[Referring expression grounding data]
—————
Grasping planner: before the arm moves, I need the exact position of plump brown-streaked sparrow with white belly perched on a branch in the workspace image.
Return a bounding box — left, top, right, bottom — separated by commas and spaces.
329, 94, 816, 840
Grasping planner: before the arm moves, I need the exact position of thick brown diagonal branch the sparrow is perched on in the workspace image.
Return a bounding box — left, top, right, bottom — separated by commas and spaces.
—————
◆ What to produce: Your task is to list each line of the records with the word "need".

◆ Task solution:
Grasping planner: before the arm moves, I need the exact position of plump brown-streaked sparrow with white belly perched on a branch in the workspace image.
Grasping planner: before the arm moves, I need the exact position of thick brown diagonal branch the sparrow is perched on in the workspace image.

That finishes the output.